Given instruction:
Reproduce each of the following lines verbatim.

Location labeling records
====================

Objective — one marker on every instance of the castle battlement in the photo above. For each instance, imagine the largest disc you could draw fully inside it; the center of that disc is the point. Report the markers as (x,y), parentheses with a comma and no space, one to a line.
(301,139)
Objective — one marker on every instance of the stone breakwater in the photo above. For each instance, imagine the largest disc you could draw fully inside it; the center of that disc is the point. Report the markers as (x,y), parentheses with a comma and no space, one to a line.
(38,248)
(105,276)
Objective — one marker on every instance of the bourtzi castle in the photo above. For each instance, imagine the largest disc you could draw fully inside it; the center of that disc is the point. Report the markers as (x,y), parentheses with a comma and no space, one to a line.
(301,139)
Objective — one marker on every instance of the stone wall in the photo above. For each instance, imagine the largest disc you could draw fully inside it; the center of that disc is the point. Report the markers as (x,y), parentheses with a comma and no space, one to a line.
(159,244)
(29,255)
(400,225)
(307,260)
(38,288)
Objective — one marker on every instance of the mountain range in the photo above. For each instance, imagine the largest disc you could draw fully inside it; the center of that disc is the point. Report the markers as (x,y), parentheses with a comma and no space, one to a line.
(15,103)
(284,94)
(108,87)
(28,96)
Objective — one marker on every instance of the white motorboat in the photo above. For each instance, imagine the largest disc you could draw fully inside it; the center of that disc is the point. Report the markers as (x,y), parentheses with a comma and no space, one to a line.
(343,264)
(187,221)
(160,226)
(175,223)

====================

Written response:
Objective — one marker on every instance of the castle battlement in the photo above. For each instance, imagine the largest disc you could draw fully inside it; the center of that disc is the point. Report the markers as (x,y), parentheses with a comma and no space, one to a line.
(301,139)
Objective — one marker on every instance of the stone breakwater in the photo above. For each instance, imagine the largest disc you could draw fully inside it; the center of that disc is the point. Report the markers as (x,y), parentheses with a comma and no space, one to a line.
(38,248)
(105,276)
Objective — one marker on every instance of the bourtzi castle in the photo above. For each instance, imagine the largest disc you could draw fully inside it; the center of that disc is the point. Report the markers as (x,y), parentheses with a comma and no space, one to a line.
(301,139)
Objective — one marker on every instance of the stone wall in the photo above. For each instance, imagine the largest disc you could draw fully inside it; the center of that disc is the point. Report the markers as (x,y), parentheses with a comma and no space, one to a line.
(159,244)
(29,255)
(400,225)
(307,260)
(38,288)
Objective — one marker on every instance of the mountain range in the photo above. For each instance, imagine the largest disc you could draw fully inside it; the center of that disc is the point. Report the markers as (x,y), parentheses with a comma and no space, one to a line.
(15,103)
(284,94)
(108,87)
(28,96)
Objective — one marker on every instance of the white motorboat in the photo above. For each instance, imagine the largest disc you could draw fully inside it; the center of that disc is the point. Report the markers as (x,y), parentheses with a comma and no space, one to a line.
(343,264)
(187,221)
(160,226)
(175,223)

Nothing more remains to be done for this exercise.